SOURCE DATA:
==============================
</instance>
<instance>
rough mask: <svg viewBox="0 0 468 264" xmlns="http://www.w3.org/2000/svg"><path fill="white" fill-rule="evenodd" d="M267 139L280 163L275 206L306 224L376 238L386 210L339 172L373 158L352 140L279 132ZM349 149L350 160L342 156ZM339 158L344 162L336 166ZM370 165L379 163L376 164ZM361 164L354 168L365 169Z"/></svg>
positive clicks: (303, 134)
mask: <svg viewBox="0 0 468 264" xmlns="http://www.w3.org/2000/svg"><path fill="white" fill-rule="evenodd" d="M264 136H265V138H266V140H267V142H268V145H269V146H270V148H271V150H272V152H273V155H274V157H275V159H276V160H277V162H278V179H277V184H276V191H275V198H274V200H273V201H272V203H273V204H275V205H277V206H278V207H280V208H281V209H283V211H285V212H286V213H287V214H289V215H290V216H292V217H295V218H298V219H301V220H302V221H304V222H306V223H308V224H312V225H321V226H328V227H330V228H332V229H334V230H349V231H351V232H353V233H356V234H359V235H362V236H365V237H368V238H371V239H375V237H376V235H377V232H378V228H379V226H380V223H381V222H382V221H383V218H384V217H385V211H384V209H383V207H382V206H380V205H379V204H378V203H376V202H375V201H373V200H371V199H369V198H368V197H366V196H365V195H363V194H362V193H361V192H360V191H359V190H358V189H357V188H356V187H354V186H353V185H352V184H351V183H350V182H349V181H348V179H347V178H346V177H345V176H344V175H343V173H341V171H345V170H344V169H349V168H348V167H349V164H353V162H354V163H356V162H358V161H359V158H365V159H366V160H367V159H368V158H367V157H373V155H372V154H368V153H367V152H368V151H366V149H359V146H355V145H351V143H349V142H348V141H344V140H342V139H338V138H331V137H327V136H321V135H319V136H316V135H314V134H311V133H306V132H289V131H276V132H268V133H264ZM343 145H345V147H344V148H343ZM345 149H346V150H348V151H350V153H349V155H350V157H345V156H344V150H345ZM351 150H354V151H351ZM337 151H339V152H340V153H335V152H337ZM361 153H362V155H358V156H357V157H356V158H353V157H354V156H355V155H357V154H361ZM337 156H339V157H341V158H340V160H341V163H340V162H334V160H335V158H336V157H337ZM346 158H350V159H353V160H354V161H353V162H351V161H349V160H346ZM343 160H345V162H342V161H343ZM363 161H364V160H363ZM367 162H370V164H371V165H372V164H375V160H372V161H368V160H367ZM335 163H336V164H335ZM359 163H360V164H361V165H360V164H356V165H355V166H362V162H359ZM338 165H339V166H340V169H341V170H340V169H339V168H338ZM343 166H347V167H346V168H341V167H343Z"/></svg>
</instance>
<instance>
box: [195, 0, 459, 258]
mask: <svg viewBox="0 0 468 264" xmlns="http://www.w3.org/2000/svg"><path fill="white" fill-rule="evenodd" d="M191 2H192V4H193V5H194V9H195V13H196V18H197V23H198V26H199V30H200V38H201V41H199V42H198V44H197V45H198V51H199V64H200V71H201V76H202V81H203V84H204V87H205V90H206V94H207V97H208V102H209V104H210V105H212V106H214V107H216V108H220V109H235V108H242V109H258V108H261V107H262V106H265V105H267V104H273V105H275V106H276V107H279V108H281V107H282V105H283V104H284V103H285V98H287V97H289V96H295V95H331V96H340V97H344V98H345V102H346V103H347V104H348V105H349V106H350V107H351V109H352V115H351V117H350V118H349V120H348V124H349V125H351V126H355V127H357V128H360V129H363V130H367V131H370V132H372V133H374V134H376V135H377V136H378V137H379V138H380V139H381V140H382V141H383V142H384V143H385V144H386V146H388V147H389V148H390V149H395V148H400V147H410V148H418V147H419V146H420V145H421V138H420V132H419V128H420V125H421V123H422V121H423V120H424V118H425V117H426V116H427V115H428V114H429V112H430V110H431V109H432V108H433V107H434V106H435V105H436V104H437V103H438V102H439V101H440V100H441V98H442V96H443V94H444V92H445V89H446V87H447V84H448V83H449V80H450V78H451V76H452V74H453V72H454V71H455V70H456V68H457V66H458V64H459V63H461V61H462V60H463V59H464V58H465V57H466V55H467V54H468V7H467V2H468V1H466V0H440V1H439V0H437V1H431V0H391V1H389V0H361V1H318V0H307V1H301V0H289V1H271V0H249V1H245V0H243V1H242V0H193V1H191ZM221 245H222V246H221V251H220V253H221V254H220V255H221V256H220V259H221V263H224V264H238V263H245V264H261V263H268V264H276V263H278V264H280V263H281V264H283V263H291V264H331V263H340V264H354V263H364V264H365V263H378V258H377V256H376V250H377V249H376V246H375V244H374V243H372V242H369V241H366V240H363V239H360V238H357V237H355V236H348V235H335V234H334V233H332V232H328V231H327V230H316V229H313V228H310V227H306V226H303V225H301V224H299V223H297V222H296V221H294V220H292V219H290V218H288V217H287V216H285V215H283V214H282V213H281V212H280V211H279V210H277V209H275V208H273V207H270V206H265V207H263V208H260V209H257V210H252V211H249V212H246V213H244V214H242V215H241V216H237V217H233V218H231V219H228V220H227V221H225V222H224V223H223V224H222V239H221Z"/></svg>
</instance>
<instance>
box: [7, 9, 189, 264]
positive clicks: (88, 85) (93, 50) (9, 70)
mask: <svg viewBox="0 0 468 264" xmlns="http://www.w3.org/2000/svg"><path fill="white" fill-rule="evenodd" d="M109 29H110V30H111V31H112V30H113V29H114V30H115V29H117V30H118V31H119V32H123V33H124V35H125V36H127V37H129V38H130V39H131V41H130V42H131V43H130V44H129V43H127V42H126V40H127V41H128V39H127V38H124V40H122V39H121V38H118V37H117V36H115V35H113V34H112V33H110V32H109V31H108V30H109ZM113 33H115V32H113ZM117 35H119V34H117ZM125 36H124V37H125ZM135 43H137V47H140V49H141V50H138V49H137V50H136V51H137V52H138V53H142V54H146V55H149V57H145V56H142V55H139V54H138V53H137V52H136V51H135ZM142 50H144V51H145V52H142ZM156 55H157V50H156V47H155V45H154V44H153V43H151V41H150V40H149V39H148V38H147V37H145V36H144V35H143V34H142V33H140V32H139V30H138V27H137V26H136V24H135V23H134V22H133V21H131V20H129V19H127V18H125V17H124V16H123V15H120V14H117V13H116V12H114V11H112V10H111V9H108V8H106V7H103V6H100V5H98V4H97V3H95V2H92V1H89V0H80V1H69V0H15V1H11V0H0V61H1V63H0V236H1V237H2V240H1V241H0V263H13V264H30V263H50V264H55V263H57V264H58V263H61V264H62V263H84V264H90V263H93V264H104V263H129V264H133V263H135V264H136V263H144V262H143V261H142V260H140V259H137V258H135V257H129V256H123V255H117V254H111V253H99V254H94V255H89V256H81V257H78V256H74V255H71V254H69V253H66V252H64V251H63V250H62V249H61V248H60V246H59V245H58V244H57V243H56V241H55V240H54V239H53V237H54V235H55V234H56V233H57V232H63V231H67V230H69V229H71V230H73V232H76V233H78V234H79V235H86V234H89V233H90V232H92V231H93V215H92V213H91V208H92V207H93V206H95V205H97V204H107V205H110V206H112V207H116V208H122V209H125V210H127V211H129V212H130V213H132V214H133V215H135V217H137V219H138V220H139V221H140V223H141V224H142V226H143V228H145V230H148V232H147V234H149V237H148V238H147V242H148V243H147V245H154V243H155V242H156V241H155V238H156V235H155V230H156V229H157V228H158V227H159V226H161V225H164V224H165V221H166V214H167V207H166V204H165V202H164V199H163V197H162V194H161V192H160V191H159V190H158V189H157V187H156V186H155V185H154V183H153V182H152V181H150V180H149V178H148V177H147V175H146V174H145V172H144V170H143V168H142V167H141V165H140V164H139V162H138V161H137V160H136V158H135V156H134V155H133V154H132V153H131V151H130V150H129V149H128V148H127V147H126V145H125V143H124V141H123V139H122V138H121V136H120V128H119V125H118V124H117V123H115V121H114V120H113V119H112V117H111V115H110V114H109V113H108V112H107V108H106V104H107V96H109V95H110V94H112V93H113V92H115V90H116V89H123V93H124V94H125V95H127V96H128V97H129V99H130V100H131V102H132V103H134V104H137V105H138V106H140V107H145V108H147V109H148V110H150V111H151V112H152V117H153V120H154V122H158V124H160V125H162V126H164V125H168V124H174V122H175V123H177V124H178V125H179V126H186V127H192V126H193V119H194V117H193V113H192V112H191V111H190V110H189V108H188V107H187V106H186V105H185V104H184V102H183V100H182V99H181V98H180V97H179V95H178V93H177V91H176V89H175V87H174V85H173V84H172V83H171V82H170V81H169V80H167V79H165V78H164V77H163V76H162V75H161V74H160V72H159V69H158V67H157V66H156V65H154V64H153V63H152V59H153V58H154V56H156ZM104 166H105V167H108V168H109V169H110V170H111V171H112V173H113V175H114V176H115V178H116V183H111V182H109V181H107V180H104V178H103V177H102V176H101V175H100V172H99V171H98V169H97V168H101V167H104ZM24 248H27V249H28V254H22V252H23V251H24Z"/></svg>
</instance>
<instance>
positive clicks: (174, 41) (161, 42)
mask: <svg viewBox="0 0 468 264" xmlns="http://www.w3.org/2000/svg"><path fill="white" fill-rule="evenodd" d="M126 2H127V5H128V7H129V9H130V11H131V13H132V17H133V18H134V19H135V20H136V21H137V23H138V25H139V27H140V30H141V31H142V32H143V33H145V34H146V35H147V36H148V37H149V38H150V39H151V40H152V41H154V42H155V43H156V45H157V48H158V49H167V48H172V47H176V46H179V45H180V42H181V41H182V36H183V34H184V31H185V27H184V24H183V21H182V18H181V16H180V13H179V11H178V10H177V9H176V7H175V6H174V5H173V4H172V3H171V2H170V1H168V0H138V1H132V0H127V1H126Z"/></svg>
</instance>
==============================
WORK REQUEST:
From the first line of the data through the line with "rough mask: <svg", quote each line exactly and add nothing else.

OUTPUT:
</instance>
<instance>
rough mask: <svg viewBox="0 0 468 264" xmlns="http://www.w3.org/2000/svg"><path fill="white" fill-rule="evenodd" d="M267 139L280 163L275 206L306 224L376 238L386 210L339 172L373 158L352 140L279 132ZM349 149L350 160L342 156ZM339 158L344 162L336 166ZM370 165L379 163L376 164ZM361 164L354 168L365 169Z"/></svg>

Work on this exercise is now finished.